■ **What you should do**:
Rewrite the records below, changing every "Pointer output" to "Pin locations" and leaving everything else the same.

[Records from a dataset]
>> START

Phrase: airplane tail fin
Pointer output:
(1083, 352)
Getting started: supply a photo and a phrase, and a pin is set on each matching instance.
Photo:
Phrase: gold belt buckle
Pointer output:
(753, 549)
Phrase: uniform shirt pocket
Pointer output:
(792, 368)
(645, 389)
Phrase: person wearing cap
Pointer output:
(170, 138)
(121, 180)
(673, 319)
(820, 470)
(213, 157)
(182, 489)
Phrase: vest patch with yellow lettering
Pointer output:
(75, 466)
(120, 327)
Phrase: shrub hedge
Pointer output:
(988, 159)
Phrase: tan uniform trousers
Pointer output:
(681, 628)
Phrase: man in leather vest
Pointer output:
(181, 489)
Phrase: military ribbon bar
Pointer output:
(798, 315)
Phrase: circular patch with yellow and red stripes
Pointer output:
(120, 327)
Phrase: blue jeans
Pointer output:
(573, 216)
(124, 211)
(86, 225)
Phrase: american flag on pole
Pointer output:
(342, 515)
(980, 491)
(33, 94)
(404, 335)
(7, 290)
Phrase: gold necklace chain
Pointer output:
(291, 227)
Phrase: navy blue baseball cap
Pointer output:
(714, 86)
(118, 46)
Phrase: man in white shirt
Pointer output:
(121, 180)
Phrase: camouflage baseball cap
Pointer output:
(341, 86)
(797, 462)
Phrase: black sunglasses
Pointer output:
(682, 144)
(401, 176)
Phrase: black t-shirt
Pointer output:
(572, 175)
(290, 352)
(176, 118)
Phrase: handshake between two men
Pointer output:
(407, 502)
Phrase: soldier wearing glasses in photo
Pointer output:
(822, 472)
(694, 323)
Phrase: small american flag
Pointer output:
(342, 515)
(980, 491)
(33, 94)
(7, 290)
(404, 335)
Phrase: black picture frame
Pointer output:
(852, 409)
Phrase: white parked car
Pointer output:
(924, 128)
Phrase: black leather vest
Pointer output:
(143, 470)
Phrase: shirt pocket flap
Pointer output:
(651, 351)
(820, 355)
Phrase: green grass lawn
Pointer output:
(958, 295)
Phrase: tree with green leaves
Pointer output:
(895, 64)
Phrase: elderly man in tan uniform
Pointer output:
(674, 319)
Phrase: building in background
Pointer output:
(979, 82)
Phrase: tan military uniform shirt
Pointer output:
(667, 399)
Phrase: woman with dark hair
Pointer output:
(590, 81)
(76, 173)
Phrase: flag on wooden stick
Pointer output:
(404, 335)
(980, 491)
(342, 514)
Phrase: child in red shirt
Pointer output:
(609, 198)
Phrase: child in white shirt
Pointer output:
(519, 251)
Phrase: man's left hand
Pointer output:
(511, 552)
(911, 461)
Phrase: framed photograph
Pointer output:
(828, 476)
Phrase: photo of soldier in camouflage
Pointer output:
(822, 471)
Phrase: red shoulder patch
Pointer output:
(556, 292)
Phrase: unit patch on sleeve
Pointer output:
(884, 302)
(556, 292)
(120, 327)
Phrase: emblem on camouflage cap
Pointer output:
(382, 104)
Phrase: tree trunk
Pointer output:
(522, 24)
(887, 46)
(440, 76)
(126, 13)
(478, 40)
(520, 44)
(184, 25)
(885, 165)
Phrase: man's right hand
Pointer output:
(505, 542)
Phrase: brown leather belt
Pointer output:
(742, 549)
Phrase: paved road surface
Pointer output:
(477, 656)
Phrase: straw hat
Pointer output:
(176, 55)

>> END

■ **Solution**:
Phrase: airplane tail fin
Pin locations:
(1083, 352)
Getting started: supply a photo and a phrase, and a pin is set on each matching instance.
Photo:
Phrase: gold belt buckle
Pin locations:
(753, 549)
Phrase: uniform shirt pocket
Pin locations:
(792, 368)
(645, 389)
Phrase: person wearing cap
Pin locations:
(170, 138)
(121, 180)
(673, 319)
(820, 470)
(213, 157)
(182, 489)
Phrase: vest patch with yellow lettering
Pin locations:
(75, 466)
(120, 327)
Phrase: shrub hedge
Pin locations:
(988, 159)
Phrase: tan uniform trousers
Pin locations:
(681, 628)
Phrase: man in leather vest
Pin locations:
(181, 489)
Phrase: military ribbon bar
Pin locations:
(798, 315)
Phrase: circular patch with yellow and red stripes
Pin locations:
(120, 327)
Phrase: blue jeans
Pin locations:
(573, 216)
(124, 211)
(86, 225)
Phrase: american flag on pole
Pin locations:
(342, 515)
(980, 491)
(33, 94)
(404, 335)
(7, 290)
Phrase: gold necklace chain
Pin locations:
(291, 227)
Phrase: navy blue baseball cap
Pin locations:
(714, 86)
(118, 46)
Phrase: man in white shirt
Pin locations:
(121, 180)
Phrase: camouflage baseball cap
Pin locations:
(341, 86)
(797, 462)
Phrase: black sunglasses
Pin locations:
(682, 144)
(401, 176)
Phrase: black t-shirt
Pin locations:
(572, 175)
(290, 352)
(176, 118)
Phrase: handshake between two men
Pin locations:
(407, 502)
Phrase: soldier wearing glasses in photo
Pin locations:
(822, 472)
(694, 323)
Phrase: small american flag
Pin locations:
(342, 515)
(980, 491)
(33, 94)
(7, 290)
(404, 335)
Phrase: black picture frame
Pin locations:
(852, 409)
Phrase: white parked car
Pin locations:
(924, 128)
Phrase: black leather vest
Pin locations:
(143, 470)
Phrase: shirt pocket flap
Pin locations:
(651, 351)
(820, 355)
Phrase: green grass lawn
Pin locations:
(958, 295)
Phrase: tree with green leaves
Pin locations:
(895, 64)
Phrase: elderly man in tan uniform
Pin locations:
(674, 319)
Phrase: building in background
Pin locations:
(979, 82)
Phrase: tan military uniform shirt
Pin locations:
(667, 399)
Phrase: woman with dark hair
Pin locations:
(590, 81)
(76, 173)
Phrase: flag on wooden stick
Pin locations:
(404, 335)
(980, 491)
(342, 514)
Phrase: child in red shirt
Pin locations:
(609, 198)
Phrase: child in white shirt
Pin locations:
(519, 251)
Phrase: man's left hand
Pin locations:
(511, 552)
(911, 461)
Phrase: framed photograph
Pin locations:
(828, 476)
Phrase: photo of soldier in camouflage
Pin locations:
(822, 471)
Phrase: red shoulder patch
Pin locations:
(556, 292)
Phrase: unit patch on sleeve
Pin locations:
(884, 302)
(556, 292)
(120, 327)
Phrase: emblem on camouflage cap
Pin locations:
(382, 104)
Phrase: tree trunk
Pin locations:
(522, 24)
(887, 46)
(440, 76)
(126, 13)
(478, 40)
(520, 44)
(184, 25)
(885, 165)
Phrase: man's right hand
Pin locations:
(505, 542)
Phrase: brown leather belt
Pin locations:
(742, 549)
Phrase: paved road surface
Pin locations:
(477, 656)
Phrase: straw hat
Pin locations:
(176, 55)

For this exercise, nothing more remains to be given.